Start of Exercise text

More examples I've been thinking about:

- Goroutines (fibers are equivalent to threads, but coroutines are different)

- Safety and the unsafe keyword in Rust (not sure but the effective difference seems to be default-allow versus default-deny)


Regarding those two examples, more than having explanations about them, it would help if people cared about IT history and it was more accessible.

Coroutines are easily explained in Modula-2 literature.

Safe keyword in Rust goes back at very least to Ada and Modula-2. Also in Oberon and its derivatives, Modula-3 (which inspired C#). The literature for those systems also has lots of examples.

Being an old IT dog, that started when those technologies were new it is sometimes hard to me to see how new generations fail to find such information, even though it is available on the web. I guess the main cause is thatbone needs to know what to search for.


Tech is strangely ahistorical. Not just practitioners not reading the literature, but it seemingly being forgotten entirely. Possibly this is a side effect of so many of us being self-taught.

In another thread I've just been arguing with someone who thought that the DOOM code should have been thread-safe.


I would say cyclical. Every day we read about a similar framework working in a popular language when that solution already existed for long time.

But this happens in other areas outside computer science. For example, modern medicine rediscovering old medicine "recipes".

The problem in our field is when people talk all day about Docker while surpressing LXC from the discussion.


I think it happens for different reasons though.

With medicine it boils down to a dismissal of folk remedies as placebo.

But with computing its because the old ways were developed on mainframes and minicomputers in an environment that current generation may only have heard stories about.

This because the micro-computer era was pretty much a mental reboot for computing, as little if any software crossed over (until fairly recently).


i think being a young industry doesn't help with that regard either. Think about how the medical industry was in the middle ages! And tech is even younger than that time - a mere 70 or so years tops.


That is why I always look forward new technologies. We are very far away from reaching any tipping point.

Regarding IT history, on my case it helps to have been part of it since the mid-80s and my history desire to delve into available documentation from Egyptian, Greek, Roman days and apply the same process to IT.


> it is sometimes hard to me to see how new generations fail to find such information, even though it is available on the web

As someone who has attempted to go back and find old articles and concepts for which I remember only the generalities, I understand this completely. The problem, IMHO, is that search engines put too much emphasis on the publication date of an article - you'll get recent musings on the topic on the first ten pages, and then if you're lucky you'll get the original material on the eleventh.

However, you're frequently unlucky in this regard, since the search engines will devolve into poor-yet-recent matches before looking further back in time.

Ironically, the internet is forgetting, because we've too finely tuned the algorithms to value newness and community guesses over authority.


> I guess the main cause is thatbone needs to know what to search for.

End of Exercise text
Start of Records

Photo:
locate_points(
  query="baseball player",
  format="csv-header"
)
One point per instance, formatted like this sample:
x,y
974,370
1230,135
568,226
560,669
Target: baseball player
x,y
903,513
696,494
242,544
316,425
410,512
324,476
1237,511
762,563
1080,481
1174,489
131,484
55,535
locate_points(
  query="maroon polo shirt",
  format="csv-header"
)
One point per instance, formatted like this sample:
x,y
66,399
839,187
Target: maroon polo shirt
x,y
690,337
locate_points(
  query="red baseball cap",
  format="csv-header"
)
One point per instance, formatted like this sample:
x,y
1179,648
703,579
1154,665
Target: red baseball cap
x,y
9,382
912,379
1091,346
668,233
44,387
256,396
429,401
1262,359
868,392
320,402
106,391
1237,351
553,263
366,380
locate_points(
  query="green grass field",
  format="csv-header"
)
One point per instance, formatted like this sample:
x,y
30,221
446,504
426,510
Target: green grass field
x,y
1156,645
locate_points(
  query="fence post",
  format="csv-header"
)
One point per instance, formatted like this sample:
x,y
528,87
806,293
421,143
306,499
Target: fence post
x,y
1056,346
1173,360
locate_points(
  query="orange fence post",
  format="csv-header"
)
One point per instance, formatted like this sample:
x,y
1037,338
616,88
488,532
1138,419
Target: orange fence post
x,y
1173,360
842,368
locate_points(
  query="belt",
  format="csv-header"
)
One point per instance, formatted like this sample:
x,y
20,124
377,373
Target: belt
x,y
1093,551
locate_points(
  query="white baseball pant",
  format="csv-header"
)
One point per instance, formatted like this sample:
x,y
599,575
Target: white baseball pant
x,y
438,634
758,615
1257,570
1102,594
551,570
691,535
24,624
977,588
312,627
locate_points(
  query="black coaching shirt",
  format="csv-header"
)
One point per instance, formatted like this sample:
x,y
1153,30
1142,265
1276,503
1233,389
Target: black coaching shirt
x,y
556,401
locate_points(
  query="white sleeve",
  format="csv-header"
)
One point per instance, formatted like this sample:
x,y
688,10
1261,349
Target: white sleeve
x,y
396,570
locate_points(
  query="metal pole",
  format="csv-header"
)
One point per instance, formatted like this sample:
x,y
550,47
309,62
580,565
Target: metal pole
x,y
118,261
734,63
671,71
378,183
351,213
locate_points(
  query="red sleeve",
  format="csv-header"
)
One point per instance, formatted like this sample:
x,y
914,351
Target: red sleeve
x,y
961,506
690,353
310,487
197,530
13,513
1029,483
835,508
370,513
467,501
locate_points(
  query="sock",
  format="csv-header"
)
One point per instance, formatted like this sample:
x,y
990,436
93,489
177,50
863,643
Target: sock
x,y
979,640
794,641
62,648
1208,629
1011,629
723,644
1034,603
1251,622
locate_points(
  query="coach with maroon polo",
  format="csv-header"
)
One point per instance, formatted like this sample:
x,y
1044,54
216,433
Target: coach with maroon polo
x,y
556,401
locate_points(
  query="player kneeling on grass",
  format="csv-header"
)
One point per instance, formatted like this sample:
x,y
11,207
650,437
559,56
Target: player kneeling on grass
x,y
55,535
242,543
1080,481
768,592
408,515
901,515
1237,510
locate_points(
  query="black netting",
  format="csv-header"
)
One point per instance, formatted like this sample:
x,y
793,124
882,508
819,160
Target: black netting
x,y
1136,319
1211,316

End of Records

*What the task requires:*
Answer these questions using the discussion of tech history.
1. The literature of which language is said to explain coroutines easily?
2. Which technology is left out of the discussion while people talk all day about Docker?
3. What do search engines put too much emphasis on?

*Response area:*
1. Modula-2
2. LXC
3. The publication date of an article